▶ _What this task involves_
Reproduce every entry below, replacing "outline" with "boundary" wherever it occurs and leaving the rest unchanged.

▶ _Information provided_
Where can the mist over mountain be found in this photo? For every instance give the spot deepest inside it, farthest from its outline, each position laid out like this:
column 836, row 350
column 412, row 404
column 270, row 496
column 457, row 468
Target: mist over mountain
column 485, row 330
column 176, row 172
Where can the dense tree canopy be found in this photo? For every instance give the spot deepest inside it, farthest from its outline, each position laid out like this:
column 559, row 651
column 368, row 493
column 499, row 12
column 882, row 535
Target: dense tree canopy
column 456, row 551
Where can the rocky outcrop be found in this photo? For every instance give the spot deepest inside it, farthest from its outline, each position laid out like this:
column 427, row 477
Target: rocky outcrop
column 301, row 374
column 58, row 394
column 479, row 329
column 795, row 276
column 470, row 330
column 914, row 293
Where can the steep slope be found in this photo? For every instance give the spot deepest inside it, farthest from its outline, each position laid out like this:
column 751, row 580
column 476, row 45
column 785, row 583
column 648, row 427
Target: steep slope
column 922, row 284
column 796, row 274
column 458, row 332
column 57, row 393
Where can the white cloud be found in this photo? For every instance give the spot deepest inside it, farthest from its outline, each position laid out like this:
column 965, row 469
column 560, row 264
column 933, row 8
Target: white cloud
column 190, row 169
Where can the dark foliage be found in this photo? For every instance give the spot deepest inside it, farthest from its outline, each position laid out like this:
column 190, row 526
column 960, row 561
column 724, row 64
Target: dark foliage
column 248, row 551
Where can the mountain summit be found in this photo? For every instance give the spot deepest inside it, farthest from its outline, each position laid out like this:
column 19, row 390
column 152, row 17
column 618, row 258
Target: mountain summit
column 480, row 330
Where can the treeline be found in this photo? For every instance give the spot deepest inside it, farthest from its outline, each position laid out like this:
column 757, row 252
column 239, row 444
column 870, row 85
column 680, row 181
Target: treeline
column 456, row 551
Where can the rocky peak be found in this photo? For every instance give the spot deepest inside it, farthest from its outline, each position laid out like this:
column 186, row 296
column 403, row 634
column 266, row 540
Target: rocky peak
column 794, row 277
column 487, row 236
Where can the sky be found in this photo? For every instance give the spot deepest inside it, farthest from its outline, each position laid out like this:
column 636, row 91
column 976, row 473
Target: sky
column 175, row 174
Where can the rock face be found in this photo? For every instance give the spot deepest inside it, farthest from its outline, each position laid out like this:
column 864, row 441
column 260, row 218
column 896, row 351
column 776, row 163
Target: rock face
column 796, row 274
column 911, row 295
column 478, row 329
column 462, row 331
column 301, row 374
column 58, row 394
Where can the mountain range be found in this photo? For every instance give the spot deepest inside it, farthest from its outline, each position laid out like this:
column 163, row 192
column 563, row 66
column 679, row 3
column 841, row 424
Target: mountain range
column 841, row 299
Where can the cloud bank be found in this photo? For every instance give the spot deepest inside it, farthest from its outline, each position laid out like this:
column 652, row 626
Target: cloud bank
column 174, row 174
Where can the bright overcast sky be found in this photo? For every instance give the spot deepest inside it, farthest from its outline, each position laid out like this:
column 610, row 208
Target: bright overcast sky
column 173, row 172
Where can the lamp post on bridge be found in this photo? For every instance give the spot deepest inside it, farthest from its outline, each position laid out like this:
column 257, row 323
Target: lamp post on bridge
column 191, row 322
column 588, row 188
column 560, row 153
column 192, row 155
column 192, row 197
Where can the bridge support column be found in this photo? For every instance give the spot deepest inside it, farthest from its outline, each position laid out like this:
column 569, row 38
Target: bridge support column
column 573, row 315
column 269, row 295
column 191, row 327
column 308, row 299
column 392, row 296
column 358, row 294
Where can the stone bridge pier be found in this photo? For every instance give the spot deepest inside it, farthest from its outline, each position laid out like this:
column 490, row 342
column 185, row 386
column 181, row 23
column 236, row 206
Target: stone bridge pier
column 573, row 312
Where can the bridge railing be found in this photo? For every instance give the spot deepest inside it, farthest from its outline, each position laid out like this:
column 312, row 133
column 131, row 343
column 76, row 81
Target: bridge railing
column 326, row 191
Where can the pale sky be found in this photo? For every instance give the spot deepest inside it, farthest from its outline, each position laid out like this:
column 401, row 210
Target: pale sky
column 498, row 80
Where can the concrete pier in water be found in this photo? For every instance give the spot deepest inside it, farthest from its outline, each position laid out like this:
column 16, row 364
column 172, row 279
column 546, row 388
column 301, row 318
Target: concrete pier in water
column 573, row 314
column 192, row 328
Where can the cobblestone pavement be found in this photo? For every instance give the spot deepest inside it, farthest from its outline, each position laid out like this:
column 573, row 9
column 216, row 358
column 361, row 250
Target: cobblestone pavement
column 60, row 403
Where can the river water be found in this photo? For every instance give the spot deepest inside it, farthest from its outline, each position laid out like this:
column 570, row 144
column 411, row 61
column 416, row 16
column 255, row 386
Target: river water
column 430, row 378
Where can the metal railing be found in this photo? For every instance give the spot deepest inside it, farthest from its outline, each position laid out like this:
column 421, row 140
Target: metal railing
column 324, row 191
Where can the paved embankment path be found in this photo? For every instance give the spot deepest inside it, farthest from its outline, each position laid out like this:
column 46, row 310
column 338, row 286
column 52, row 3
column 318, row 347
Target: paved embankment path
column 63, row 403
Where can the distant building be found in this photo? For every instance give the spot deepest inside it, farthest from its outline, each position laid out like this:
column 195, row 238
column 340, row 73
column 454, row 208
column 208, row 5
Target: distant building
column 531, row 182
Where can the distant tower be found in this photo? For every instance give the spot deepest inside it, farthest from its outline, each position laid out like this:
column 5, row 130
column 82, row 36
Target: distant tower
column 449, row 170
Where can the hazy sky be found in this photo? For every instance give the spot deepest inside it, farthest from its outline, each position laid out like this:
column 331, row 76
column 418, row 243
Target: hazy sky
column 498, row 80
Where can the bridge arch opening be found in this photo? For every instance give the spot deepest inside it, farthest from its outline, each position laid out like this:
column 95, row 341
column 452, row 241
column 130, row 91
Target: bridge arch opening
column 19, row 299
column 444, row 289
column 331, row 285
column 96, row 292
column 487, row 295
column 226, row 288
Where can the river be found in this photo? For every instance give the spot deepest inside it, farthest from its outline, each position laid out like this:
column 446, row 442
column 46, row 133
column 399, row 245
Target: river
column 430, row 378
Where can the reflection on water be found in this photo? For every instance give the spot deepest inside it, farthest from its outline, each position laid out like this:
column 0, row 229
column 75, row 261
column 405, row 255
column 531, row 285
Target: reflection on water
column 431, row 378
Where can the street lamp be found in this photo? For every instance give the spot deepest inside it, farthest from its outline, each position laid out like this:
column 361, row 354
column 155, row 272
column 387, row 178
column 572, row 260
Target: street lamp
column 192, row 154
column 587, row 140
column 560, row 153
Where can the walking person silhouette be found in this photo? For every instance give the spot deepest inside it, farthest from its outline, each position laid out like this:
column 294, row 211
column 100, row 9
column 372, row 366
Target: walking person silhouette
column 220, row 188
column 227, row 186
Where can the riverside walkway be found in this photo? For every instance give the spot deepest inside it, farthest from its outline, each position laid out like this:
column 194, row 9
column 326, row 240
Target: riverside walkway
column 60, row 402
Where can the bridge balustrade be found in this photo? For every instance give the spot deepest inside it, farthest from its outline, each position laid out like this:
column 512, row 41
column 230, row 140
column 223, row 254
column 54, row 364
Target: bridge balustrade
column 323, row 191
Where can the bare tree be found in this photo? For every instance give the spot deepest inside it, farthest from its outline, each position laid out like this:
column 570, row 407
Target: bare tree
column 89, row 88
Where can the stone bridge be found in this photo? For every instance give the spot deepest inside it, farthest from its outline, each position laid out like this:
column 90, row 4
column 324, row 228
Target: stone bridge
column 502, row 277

▶ _Correct result_
Where can the mist over mountain be found in this photo? For every instance give the spot deepest inside it, farthest from its boundary, each position laid out like this:
column 836, row 350
column 412, row 404
column 270, row 496
column 457, row 468
Target: mist over mountain
column 485, row 330
column 176, row 172
Where can the dense tree canopy be found in this photo? For every instance give the spot deepest inside it, farthest from its boundary, each position laid out like this:
column 559, row 651
column 368, row 493
column 499, row 12
column 882, row 535
Target: dense tree canopy
column 456, row 551
Where can the rocky outcrop be found in this photo? For every instance give the spot deepest inside it, farthest from its boundary, each position laid out like this:
column 427, row 477
Target: rocky outcrop
column 301, row 374
column 58, row 394
column 479, row 329
column 795, row 276
column 470, row 330
column 914, row 293
Where can the steep slope be found in this photo? For every instance give the spot deepest inside it, farthest from its boundary, each position laid out like this:
column 751, row 580
column 476, row 45
column 785, row 583
column 648, row 427
Target: steep slope
column 922, row 284
column 796, row 274
column 458, row 332
column 57, row 393
Where can the white cloud be found in this photo? For every instance give the spot deepest inside it, farthest from its boundary, each position laid out like this:
column 965, row 469
column 560, row 264
column 933, row 8
Target: white cloud
column 190, row 169
Where can the dark foliage be found in this photo? For every instance give the spot deepest inside it, farthest from its boundary, each position laid out like this:
column 190, row 526
column 960, row 561
column 724, row 64
Target: dark foliage
column 248, row 551
Where can the mountain summit be found in this photo? For every instance give the spot deepest inside it, farthest from its boundary, each position laid out like this:
column 19, row 390
column 152, row 17
column 618, row 258
Target: mountain summit
column 480, row 330
Where can the treeline be found in this photo? For every instance give the spot deepest inside it, farthest from its boundary, each position laid out like this:
column 757, row 252
column 239, row 444
column 870, row 85
column 680, row 181
Target: treeline
column 456, row 551
Where can the rocky peak be found in this photo? For every instance give the spot deepest inside it, farthest from its boundary, each position laid out like this:
column 186, row 296
column 403, row 634
column 266, row 540
Target: rocky peak
column 794, row 277
column 487, row 236
Where can the sky be found in this photo? For every instance give the spot deepest inside it, farthest from its boundary, each position laid out like this:
column 636, row 91
column 976, row 473
Target: sky
column 175, row 174
Where can the rock face be found in this photo? For every instance give the spot deepest inside it, farthest from its boundary, each position laid out like this:
column 864, row 441
column 260, row 218
column 896, row 351
column 776, row 163
Target: rock face
column 796, row 274
column 911, row 295
column 478, row 329
column 462, row 331
column 301, row 374
column 58, row 394
Where can the mountain range be found in this photo? For every instance give the spot deepest inside it, farthest from its boundary, each position laid out like this:
column 163, row 192
column 563, row 66
column 679, row 3
column 841, row 424
Target: mountain range
column 841, row 299
Where can the cloud bank be found in this photo? For every instance give the spot deepest inside it, farthest from its boundary, each position laid out like this:
column 652, row 626
Target: cloud bank
column 174, row 174
Where can the bright overcast sky be found in this photo? For every instance give the spot deepest inside it, farthest from its boundary, each position laid out like this:
column 610, row 208
Target: bright overcast sky
column 173, row 172
Where can the lamp post on bridge be found in this photo? For every instance give the spot deepest inside it, farthest from its boundary, each position laid out like this:
column 257, row 323
Target: lamp post on bridge
column 191, row 322
column 588, row 188
column 560, row 153
column 192, row 155
column 192, row 197
Where can the bridge support column be found in this photo? For every instance give the spot deepest inside it, farthest from its boundary, each position laid out like this:
column 569, row 38
Target: bridge support column
column 573, row 315
column 269, row 295
column 191, row 327
column 308, row 299
column 392, row 296
column 358, row 294
Where can the stone bridge pier be found in this photo? For every instance give the spot deepest inside it, farthest from its boundary, each position laid out like this:
column 490, row 342
column 185, row 386
column 181, row 23
column 236, row 206
Target: stone bridge pier
column 573, row 312
Where can the bridge railing be found in this photo? For every instance give the spot deepest inside it, farthest from its boundary, each position laid out like this:
column 312, row 133
column 131, row 343
column 76, row 81
Target: bridge railing
column 326, row 191
Where can the pale sky be found in this photo? For every instance give the spot deepest inside it, farthest from its boundary, each position laid out like this:
column 401, row 210
Target: pale sky
column 498, row 80
Where can the concrete pier in water be found in this photo? For every instance give the spot deepest inside it, farthest from its boundary, each position laid out like this:
column 16, row 364
column 172, row 279
column 546, row 388
column 301, row 318
Target: concrete pier in water
column 573, row 314
column 192, row 328
Where can the cobblestone pavement be found in this photo? For every instance give the spot deepest inside it, farthest from its boundary, each position laid out like this:
column 573, row 9
column 216, row 358
column 361, row 250
Target: cobblestone pavement
column 60, row 403
Where can the river water be found in this photo? For every instance give the spot deepest inside it, farthest from its boundary, each position laid out like this:
column 570, row 144
column 411, row 61
column 416, row 16
column 255, row 386
Target: river water
column 430, row 378
Where can the metal railing be found in this photo? For every instance give the spot deepest inside it, farthest from its boundary, each position laid out like this:
column 421, row 140
Target: metal railing
column 324, row 191
Where can the paved embankment path be found in this photo? For every instance give the spot deepest inside it, farthest from its boundary, each position laid out like this:
column 46, row 310
column 338, row 286
column 52, row 3
column 318, row 347
Target: paved embankment path
column 63, row 403
Where can the distant building be found in this photo? For every instance give the spot deepest inside it, farthest from its boundary, each position laid out like this:
column 195, row 238
column 340, row 73
column 454, row 208
column 208, row 5
Target: distant building
column 531, row 182
Where can the distant tower be found in this photo? For every instance give the spot deepest inside it, farthest from its boundary, each position laid out like this:
column 5, row 130
column 82, row 36
Target: distant tower
column 449, row 170
Where can the hazy sky be found in this photo? For every instance give the spot deepest inside it, farthest from its boundary, each position laid out like this:
column 331, row 76
column 418, row 243
Target: hazy sky
column 498, row 80
Where can the bridge arch opening be found in this photo? For every instance give the spot deepest inside it, farthest from its boundary, each position laid out like this:
column 95, row 341
column 452, row 241
column 130, row 91
Target: bridge arch opening
column 19, row 299
column 444, row 289
column 331, row 285
column 96, row 292
column 487, row 295
column 226, row 288
Where can the river be found in this photo? For every instance give the spot deepest inside it, farthest from its boundary, each position laid out like this:
column 446, row 442
column 46, row 133
column 399, row 245
Target: river
column 430, row 378
Where can the reflection on water be found in this photo? For every instance give the spot deepest inside it, farthest from its boundary, each position laid out like this:
column 0, row 229
column 75, row 261
column 405, row 255
column 531, row 285
Target: reflection on water
column 431, row 378
Where can the street lamp be found in this photo? For every instance give the spot deepest inside it, farthest from its boundary, each position laid out like this:
column 361, row 354
column 155, row 272
column 387, row 178
column 572, row 260
Target: street lamp
column 192, row 154
column 587, row 140
column 560, row 153
Where can the walking person silhouette be found in this photo? For every instance give the spot deepest inside it, farthest from its boundary, each position laid out like this:
column 294, row 211
column 100, row 9
column 372, row 366
Target: walking person silhouette
column 220, row 188
column 227, row 186
Where can the riverside walkway be found in this photo? For every instance give the spot deepest inside it, farthest from its boundary, each position laid out like this:
column 194, row 9
column 326, row 240
Target: riverside walkway
column 60, row 402
Where can the bridge balustrade be found in this photo? For every instance give the spot deepest inside it, farthest from its boundary, each position laid out like this:
column 512, row 41
column 230, row 140
column 223, row 254
column 54, row 364
Target: bridge balustrade
column 323, row 191
Where can the bare tree be found in this photo? For every instance give the spot deepest inside it, farthest from its boundary, each position laid out like this:
column 570, row 407
Target: bare tree
column 89, row 88
Where can the stone bridge be found in this photo? For every instance give the spot deepest inside it, farthest from its boundary, each position laid out like this:
column 90, row 4
column 324, row 228
Target: stone bridge
column 502, row 277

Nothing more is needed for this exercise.